- [Tasks for this exercise]:
1 > Summarize the passage on steroid withdrawal in two sentences.
2 > Reproduce, word for word, the part of the passage on steroid withdrawal that opens with the words containing "Whilst most of" and closes with "prostate in men.".
3 > Carry on the passage on steroid withdrawal past its last sentence.

Passage START

Here is a list of some of the withdrawal symptoms one might experience:

  • Craving drugs
  • Aching of muscles
  • Fatigue and general tiredness
  • Pain of the joints
  • A decrease in sex drive
  • Lack of appetite
  • Depression and suicidal thoughts
  • Anxiety
  • Headaches
  • Insomnia and trouble sleeping
  • Unable to concentrate
  • Nausea and/or vomiting
  • Feeling weak
  • Low blood pressure
  • Weight loss
  • Diarrhea
  • Pain the abdominal region

Positives Of Quitting Steroids

Whilst the withdrawal symptoms may not look appetizing when it comes to quitting steroids, the long term effects of using them is much worse. Some of these include:

  • High blood pressure
  • Blood clots
  • Stroke
  • Artery damage
  • Hepatitis
  • Tumors
  • Decreased sperm production
  • Enlarged breasts in men
  • Male-pattern baldness in men and women
  • Shrinking of testicles
  • Voice becoming deeper in women
  • Decreased breast size in women
  • Excessive hair growth in women
  • Jaundice
  • Abscesses where it is injected
  • Acne

The Long Term Effects Of Steroids

Steroid Withdrawal - Symptoms, Timeline & Prognosis2

Whilst most of the effects from steroids usually reverse once the user has stopped taking them, some can be long term.

However, there is still only a limited amount of research done. Even so, here are the potential long term effects from taking steroids:

  • Liver dysfunction, cancer and/or tumors.
  • Changes in the cardiovascular system.
  • Cancer of the prostate in men.
  • HIV due to sharing of needles.
  • Hepatitis.
  • Infections of the skin.

Timeline Of Withdrawal

When it comes to withdrawing from steroids, everyone will be different, but here is a brief timeline of what to expect if they are stopped completely:

  • 1-5 days: When steroids are first withdrawn, symptoms may not begin straight away. Within the first 5 days a person may find that they start to feel irritable and experience headaches and not feeling well.
  • 5-7 days: During that first week, the symptoms may worsen and bring with it depression and anxiety. Also there may be a big decrease in energy levels.
  • 8-10 days: Once the second week has come around, withdrawal symptoms are usually at their peak. During this time a person may be fully depressed, unable to sleep and have lost weight.
  • End of week 2: By this time the height of the withdrawal symptoms should be much weaker and easier to manage. Whilst a person will still be experiencing symptoms, they will be nothing like the previous few days. Eventually they will disappear altogether.

Passage END
Data extracts START

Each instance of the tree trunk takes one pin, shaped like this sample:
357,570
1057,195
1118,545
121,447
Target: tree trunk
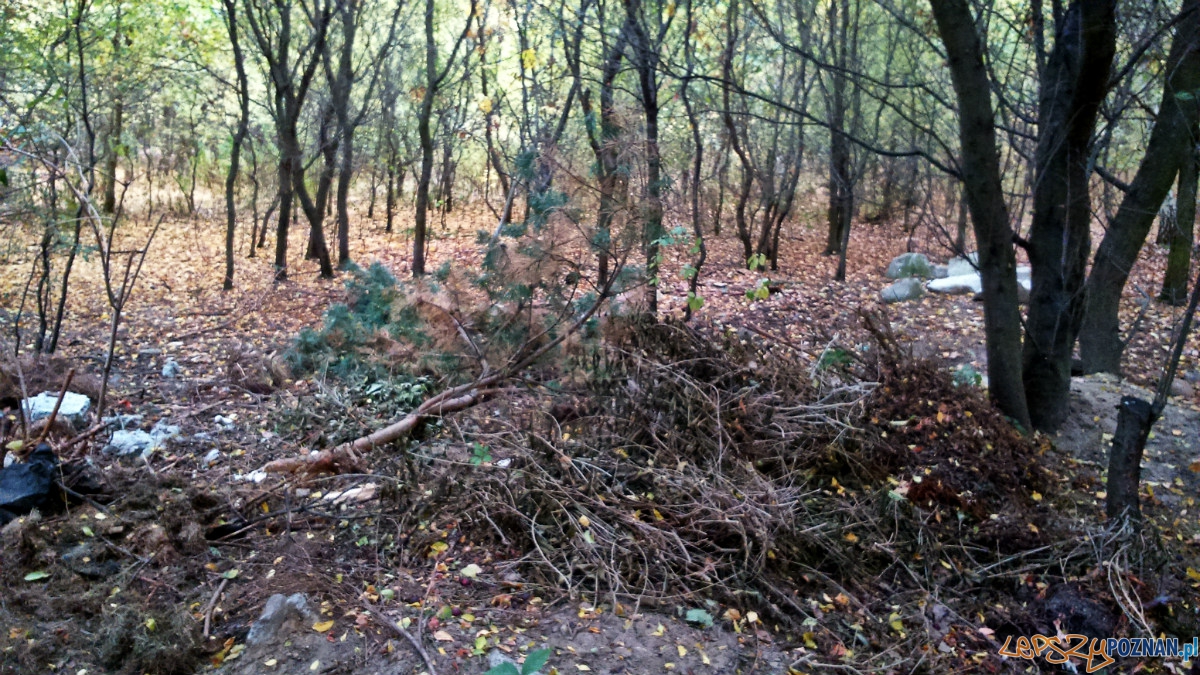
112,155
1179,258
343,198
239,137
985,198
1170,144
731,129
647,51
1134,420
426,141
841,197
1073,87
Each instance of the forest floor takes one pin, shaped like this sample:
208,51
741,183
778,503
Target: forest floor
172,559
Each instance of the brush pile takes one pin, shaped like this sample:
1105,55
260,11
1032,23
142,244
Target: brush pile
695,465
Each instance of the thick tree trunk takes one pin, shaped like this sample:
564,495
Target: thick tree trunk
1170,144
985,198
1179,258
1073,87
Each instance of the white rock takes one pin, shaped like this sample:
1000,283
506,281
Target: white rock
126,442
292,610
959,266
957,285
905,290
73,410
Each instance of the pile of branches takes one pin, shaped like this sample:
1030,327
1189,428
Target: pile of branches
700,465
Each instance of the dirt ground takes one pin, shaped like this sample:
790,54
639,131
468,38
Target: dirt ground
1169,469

Data extracts END
Data extracts START

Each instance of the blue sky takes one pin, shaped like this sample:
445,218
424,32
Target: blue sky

Data extracts END

- [Written responses]:
1 > The passage lists symptoms of steroid withdrawal, such as drug cravings, muscle aches, fatigue, depression, insomnia and nausea, and says the long-term effects of using steroids are much worse. It notes that most effects reverse once a user stops, though some can be long term, and gives a timeline in which symptoms peak around days 8 to 10 and become much weaker by the end of the second week.

2 >
Whilst most of the effects from steroids usually reverse once the user has stopped taking them, some can be long term.

However, there is still only a limited amount of research done. Even so, here are the potential long term effects from taking steroids:

  • Liver dysfunction, cancer and/or tumors.
  • Changes in the cardiovascular system.
  • Cancer of the prostate in men.

3 >
Factors Of Withdrawal Timeline

Whilst the above timeline is just a vague example of how long withdrawal will take, there are many factors that can differ a person’s experience to someone else’s when it comes to the length of withdrawal and how severe it may be. These are:

  • Body weight and gender - along with a person’s mental health and their medical history.
  • Frequency - how often the steroid was used.
  • Length - how long the steroid was used for.
  • Administration - how they received the steroid into the body.
  • Dosage - what percentage of steroid was taken each time.
  • Other drugs taken - was it combined with alcohol or other drugs?

How To Treat Steroid Withdrawal Symptoms

As stated previously, you can choose to withdraw from steroids without medical intervention, but it is always useful to take advantage of the help that is available to you.

Steroids can become addictive, especially when used for athletic performance, so receiving extra help can promote you to kick the habit altogether, especially when withdrawal symptoms are at their worst.

There are many rehab centers that can provide the help you need whilst your body rebalances its hormones and brain receptors. Not only do they put together a withdrawal plan, but they can work on underlying issues such as body image.

Final Words

Quitting steroids does not have to be a difficult task. Whilst it is recommended to withdraw slowly to stop the temptation of relapsing, going ‘cold turkey’ can be done effectively, though it is best to find the right support whilst doing so.

There are many, many awful reasons not to take anabolic steroids to enhance performance. Whilst the withdrawal symptoms may seem difficult, it is highly likely that you will experience worse things (and for the long term) whilst taking steroids.